--- TEXT ---
"""

Germany raids properties in bribery probe aimed at AfD politician

German officials said on Thursday they had raided properties as part of a bribery probe into an MP, who media say is a far-right AfD lawmaker accused of spreading Russian propaganda.

Germany raids properties in bribery probe aimed at AfD politician

The investigation targets Petr Bystron, the number-two candidate for the Alternative for Germany (AfD) party in next month’s European Parliament elections, Der Spiegel news outlet reported.

Police, and prosecutors in Munich, confirmed on Thursday they were conducting “a preliminary investigation against a member of the German Bundestag on the initial suspicion of bribery of elected officials and money laundering”, without giving a name.

Properties in Berlin, the southern state of Bavaria and the Spanish island of Mallorca were searched and evidence seized, they said in a statement.

About 70 police officers and 11 prosecutors were involved in the searches.

"""

--- WRITTEN TASK 1 ---
According to the article about the bribery probe, how many police officers took part in the searches?
--- WRITTEN TASK 2 ---
From the article about the bribery probe, extract the passage that starts at the words "The investigation targets" and ends after the words "giving a name.".

(Rows from a pointing dataset)
"""

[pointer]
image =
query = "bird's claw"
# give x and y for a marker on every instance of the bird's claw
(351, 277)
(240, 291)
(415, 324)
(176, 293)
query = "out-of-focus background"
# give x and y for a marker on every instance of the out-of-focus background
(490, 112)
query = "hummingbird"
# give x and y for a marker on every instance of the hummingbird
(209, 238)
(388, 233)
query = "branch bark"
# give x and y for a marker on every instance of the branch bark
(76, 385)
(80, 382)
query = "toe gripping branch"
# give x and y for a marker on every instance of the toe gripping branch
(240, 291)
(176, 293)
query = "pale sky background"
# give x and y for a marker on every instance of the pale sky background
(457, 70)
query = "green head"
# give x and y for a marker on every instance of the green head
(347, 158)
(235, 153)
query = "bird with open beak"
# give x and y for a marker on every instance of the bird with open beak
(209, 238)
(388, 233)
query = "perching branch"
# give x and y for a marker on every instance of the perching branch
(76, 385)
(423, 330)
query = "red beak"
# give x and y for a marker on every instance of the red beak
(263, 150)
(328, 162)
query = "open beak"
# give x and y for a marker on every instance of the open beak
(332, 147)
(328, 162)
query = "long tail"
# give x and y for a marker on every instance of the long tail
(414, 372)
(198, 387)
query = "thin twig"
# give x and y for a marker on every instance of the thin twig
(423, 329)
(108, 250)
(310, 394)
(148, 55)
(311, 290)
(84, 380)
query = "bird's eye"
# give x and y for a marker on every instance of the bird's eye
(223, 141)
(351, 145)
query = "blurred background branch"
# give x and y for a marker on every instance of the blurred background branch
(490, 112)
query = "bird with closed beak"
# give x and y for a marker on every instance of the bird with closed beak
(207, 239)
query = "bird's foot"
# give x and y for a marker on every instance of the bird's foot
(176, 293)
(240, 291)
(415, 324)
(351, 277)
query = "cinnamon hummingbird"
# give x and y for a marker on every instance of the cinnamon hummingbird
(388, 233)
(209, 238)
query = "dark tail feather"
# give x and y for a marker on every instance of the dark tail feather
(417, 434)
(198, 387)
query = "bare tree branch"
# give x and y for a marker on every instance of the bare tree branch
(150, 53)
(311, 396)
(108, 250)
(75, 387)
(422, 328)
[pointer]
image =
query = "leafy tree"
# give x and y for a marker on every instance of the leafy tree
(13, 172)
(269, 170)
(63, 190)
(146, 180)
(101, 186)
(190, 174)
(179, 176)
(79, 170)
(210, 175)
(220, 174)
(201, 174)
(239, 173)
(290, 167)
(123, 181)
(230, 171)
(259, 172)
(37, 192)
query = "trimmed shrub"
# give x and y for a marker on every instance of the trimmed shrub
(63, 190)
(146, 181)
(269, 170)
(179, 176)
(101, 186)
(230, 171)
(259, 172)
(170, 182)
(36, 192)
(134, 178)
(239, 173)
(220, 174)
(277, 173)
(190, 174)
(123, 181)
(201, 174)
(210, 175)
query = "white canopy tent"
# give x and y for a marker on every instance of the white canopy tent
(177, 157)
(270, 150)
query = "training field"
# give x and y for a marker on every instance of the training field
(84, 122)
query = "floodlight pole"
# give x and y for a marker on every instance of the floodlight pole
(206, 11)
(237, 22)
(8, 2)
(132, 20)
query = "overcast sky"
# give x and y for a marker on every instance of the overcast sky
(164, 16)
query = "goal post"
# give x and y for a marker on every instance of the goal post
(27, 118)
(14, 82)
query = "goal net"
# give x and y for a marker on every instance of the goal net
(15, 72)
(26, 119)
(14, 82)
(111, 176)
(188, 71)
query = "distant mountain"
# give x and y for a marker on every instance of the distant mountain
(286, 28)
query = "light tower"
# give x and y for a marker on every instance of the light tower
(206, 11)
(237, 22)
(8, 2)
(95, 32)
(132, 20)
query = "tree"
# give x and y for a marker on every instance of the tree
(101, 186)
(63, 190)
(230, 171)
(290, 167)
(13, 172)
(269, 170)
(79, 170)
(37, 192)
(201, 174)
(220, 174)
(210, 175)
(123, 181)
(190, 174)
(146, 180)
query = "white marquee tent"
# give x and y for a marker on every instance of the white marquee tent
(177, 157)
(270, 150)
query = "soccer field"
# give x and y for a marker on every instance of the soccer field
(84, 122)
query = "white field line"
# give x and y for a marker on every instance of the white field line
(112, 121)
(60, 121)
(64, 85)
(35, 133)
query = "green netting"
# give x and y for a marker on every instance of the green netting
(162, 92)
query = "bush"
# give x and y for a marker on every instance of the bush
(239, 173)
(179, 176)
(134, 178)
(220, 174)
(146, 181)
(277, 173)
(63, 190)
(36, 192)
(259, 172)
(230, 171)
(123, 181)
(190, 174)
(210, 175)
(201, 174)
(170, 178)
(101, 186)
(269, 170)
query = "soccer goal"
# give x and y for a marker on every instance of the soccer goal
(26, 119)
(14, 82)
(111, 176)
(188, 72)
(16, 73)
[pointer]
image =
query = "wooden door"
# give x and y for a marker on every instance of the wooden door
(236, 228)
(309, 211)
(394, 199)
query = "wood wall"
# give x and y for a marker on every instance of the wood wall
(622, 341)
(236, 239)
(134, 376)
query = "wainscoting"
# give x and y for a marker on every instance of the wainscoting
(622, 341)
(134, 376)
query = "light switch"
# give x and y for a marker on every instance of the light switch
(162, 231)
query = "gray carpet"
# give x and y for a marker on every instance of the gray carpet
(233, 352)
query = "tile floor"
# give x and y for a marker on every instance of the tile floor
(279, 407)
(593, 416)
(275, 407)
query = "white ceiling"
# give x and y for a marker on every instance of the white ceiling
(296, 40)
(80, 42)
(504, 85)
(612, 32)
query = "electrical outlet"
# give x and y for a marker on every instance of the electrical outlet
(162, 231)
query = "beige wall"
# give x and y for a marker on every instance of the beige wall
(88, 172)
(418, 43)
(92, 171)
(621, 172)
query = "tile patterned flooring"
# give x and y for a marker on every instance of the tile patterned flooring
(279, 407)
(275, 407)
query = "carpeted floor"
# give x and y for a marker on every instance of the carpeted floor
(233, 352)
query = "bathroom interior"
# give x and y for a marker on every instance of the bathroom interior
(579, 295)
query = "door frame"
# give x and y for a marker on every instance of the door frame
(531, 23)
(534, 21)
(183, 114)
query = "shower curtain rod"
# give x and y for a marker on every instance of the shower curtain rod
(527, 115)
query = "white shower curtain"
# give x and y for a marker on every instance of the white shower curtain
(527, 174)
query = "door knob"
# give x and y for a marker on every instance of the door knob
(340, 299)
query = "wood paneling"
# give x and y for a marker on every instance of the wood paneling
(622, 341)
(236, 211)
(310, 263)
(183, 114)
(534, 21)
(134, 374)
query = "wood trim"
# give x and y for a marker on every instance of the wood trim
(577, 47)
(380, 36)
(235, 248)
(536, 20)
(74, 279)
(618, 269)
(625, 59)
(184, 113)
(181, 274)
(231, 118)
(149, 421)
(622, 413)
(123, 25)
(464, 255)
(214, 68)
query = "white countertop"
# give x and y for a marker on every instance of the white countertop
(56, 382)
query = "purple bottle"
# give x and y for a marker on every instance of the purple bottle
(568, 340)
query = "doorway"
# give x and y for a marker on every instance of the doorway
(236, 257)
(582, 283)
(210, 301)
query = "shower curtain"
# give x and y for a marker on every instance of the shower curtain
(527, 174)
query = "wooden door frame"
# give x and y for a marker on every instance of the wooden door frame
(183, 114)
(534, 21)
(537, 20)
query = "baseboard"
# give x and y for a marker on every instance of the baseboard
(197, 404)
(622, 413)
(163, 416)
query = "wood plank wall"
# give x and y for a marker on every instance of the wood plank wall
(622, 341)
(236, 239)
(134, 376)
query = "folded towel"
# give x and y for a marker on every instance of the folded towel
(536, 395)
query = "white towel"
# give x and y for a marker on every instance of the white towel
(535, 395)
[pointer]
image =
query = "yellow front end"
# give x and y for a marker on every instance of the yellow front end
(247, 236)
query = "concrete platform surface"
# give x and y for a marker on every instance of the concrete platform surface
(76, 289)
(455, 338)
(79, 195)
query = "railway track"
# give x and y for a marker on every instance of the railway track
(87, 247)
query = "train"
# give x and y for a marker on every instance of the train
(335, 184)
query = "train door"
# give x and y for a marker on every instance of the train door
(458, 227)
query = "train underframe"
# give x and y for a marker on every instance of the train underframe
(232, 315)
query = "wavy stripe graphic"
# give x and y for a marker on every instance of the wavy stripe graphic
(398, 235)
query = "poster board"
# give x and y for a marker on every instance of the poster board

"""

--- FULL ANSWER 1 ---
About 70 police officers.

--- FULL ANSWER 2 ---
The investigation targets Petr Bystron, the number-two candidate for the Alternative for Germany (AfD) party in next month’s European Parliament elections, Der Spiegel news outlet reported.

Police, and prosecutors in Munich, confirmed on Thursday they were conducting “a preliminary investigation against a member of the German Bundestag on the initial suspicion of bribery of elected officials and money laundering”, without giving a name.